• [Short exercise]: Retype the passage below on the desert locust threat to food security in Africa, word for word and in full.

The threat to food and nutrition security in Africa has increased with the reemergence of desert locust (Schistocerca gregaria) in Eastern Africa at a scale not seen in the last 7 decades. “In the Horn of Africa, the worst affected area, there is an unprecedented threat to food security and livelihoods as swarms increase in Ethiopia and Somalia and continue to move south to Kenya where they have spread to 14 northern, central and southwest counties, reaching within 200 km of northeast Uganda and southeast South Sudan.” Ground and aerial control operations are ongoing in the affected countries, including Oman, Saudi Arabia and to a lesser extent Yemen.
Triggered by changing climate, the locusts have been breeding in large numbers and projection indicates that the threat will persist especially due to newly introduced varieties of crops. With swarms advancing across the region, active oviposition portends significant danger with the development of hopper bands and subsequent emergence of even higher number of swarms in the coming days and weeks and if left unchecked, could grow 500-fold by June (Nature 2020).

• [Data listing]:
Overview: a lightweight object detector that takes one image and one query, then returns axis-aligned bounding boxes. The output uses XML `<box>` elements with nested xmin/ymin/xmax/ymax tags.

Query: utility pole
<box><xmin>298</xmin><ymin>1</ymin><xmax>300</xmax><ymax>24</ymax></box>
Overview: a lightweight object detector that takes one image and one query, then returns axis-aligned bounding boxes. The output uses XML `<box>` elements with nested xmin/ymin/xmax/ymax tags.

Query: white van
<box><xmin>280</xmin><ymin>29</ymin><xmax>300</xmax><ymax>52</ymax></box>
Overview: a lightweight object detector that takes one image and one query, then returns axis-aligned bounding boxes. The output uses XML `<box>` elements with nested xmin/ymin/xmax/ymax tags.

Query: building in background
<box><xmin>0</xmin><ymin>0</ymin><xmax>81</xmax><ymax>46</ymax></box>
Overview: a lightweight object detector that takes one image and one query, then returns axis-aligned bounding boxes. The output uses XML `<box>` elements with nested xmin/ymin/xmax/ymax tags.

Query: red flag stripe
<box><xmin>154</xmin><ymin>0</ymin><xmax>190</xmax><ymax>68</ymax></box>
...
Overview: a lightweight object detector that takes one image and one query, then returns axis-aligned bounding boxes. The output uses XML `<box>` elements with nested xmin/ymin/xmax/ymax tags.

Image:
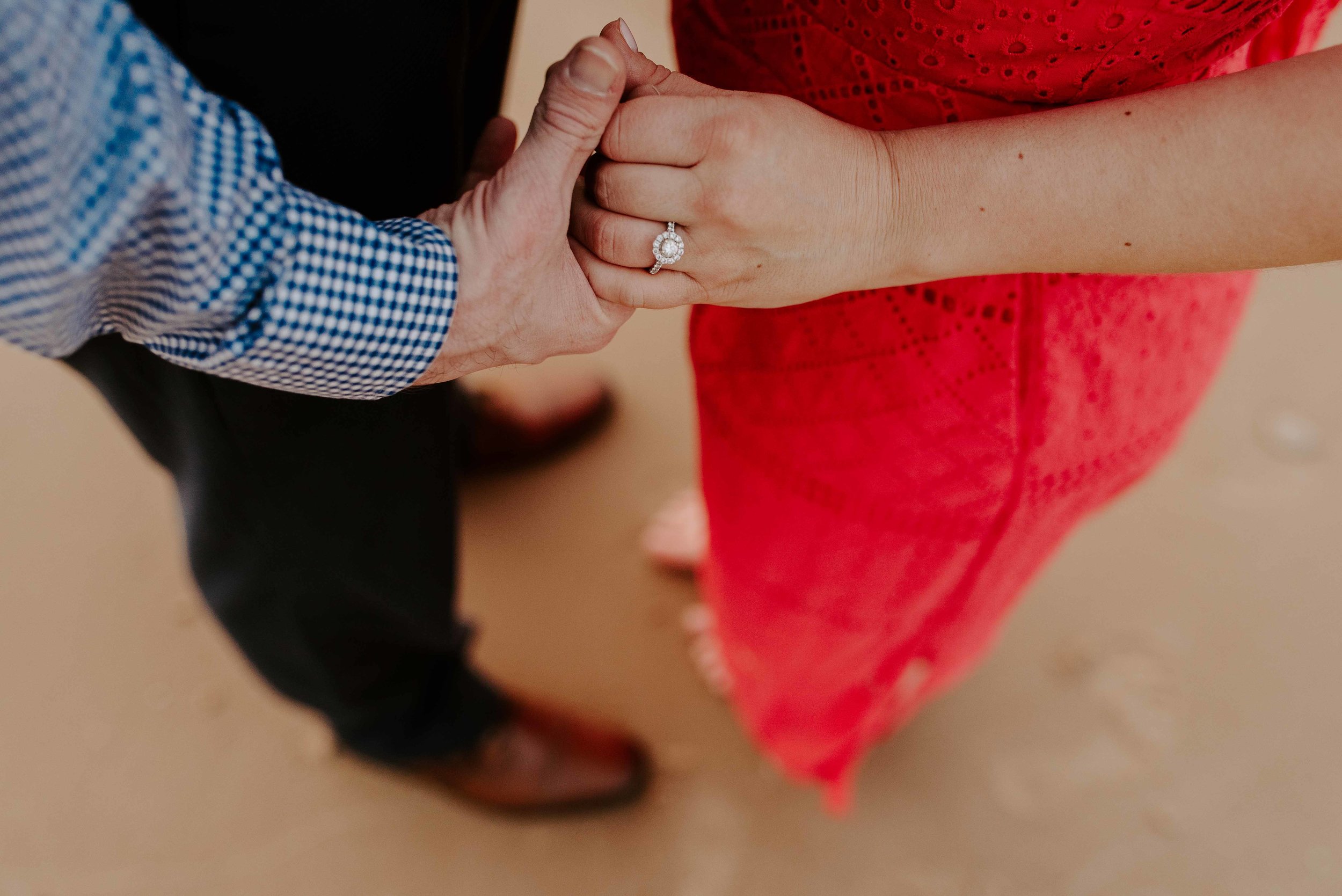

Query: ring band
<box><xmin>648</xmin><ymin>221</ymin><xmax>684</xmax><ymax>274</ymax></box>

• [Written response]:
The threat to food and nutrition security in Africa has increased with the reemergence of desert locust (Schistocerca gregaria) in Eastern Africa at a scale not seen in the last 7 decades. “In the Horn of Africa, the worst affected area, there is an unprecedented threat to food security and livelihoods as swarms increase in Ethiopia and Somalia and continue to move south to Kenya where they have spread to 14 northern, central and southwest counties, reaching within 200 km of northeast Uganda and southeast South Sudan.” Ground and aerial control operations are ongoing in the affected countries, including Oman, Saudi Arabia and to a lesser extent Yemen.
Triggered by changing climate, the locusts have been breeding in large numbers and projection indicates that the threat will persist especially due to newly introduced varieties of crops. With swarms advancing across the region, active oviposition portends significant danger with the development of hopper bands and subsequent emergence of even higher number of swarms in the coming days and weeks and if left unchecked, could grow 500-fold by June (Nature 2020).